DOCUMENT EXTRACT:
Tag Archives: soup

Bowl of Bliss

In our quest for healthy alternatives, I have been depending a lot on people who write cookbooks with lower fat/calorie recipes. Often these recipes lack flavour and we are left disappointed. I can however always rely on Rose Reisman, Moosewood or the Podleski sisters to ramp up a recipe without compromising taste.

I normally use my own soup creations when cooking up a big batch of comfort, but really felt like a bowl of creamy indulgence today so I looked to these folks in particular for a version of something delish. With a few of my own revisions this adaptation of a Looneyspoons soup was packed with flavour.

THINGS TO DO:
1. Translate this sentence from the soup post into Spanish: "Often these recipes lack flavour and we are left disappointed."
2. Return the passage from the soup post starting at "In our quest" and ending at "packed with flavour.".
Work from the soup post alone.

SUPPLIED INFORMATION:
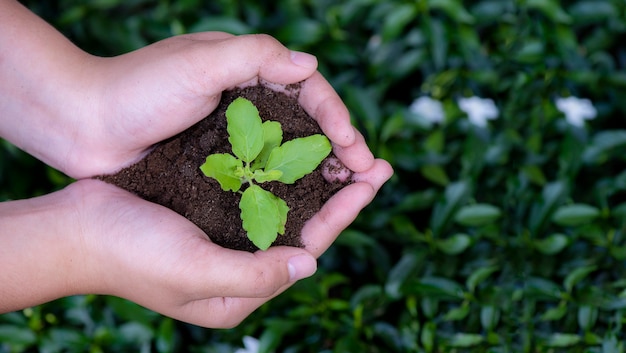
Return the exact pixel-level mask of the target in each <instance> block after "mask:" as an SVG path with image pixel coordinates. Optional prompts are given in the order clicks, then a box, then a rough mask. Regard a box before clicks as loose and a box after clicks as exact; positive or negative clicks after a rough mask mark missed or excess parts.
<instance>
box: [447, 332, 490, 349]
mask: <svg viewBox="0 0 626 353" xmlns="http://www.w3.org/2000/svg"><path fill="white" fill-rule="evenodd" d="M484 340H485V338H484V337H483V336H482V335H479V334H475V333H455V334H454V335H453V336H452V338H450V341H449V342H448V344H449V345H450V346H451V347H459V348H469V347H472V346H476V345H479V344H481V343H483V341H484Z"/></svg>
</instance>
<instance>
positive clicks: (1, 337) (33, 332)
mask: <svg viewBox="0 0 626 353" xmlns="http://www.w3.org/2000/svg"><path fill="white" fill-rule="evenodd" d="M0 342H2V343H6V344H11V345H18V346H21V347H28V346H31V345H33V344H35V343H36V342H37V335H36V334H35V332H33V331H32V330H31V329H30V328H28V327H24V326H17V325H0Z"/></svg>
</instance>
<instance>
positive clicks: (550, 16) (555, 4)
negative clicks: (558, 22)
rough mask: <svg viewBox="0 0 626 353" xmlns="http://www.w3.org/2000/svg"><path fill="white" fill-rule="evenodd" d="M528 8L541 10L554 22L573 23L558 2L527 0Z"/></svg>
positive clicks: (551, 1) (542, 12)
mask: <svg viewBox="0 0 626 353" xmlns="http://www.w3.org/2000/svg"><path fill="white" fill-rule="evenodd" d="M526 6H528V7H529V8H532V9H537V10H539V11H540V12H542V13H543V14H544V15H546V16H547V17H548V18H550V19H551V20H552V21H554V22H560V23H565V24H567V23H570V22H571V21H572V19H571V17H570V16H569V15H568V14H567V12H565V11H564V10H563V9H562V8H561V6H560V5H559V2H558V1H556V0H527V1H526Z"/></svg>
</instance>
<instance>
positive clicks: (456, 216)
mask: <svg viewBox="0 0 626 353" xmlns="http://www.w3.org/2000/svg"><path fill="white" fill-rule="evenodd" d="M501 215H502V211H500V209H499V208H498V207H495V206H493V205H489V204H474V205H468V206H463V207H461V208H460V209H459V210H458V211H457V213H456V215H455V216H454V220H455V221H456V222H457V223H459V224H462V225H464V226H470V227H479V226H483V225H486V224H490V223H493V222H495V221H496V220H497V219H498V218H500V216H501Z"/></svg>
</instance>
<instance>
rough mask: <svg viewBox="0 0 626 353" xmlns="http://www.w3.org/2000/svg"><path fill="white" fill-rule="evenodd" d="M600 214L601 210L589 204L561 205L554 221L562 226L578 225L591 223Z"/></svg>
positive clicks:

PER-TASK OUTPUTS:
1. A menudo estas recetas carecen de sabor y nos quedamos decepcionados.

2.
In our quest for healthy alternatives, I have been depending a lot on people who write cookbooks with lower fat/calorie recipes. Often these recipes lack flavour and we are left disappointed. I can however always rely on Rose Reisman, Moosewood or the Podleski sisters to ramp up a recipe without compromising taste.

I normally use my own soup creations when cooking up a big batch of comfort, but really felt like a bowl of creamy indulgence today so I looked to these folks in particular for a version of something delish. With a few of my own revisions this adaptation of a Looneyspoons soup was packed with flavour.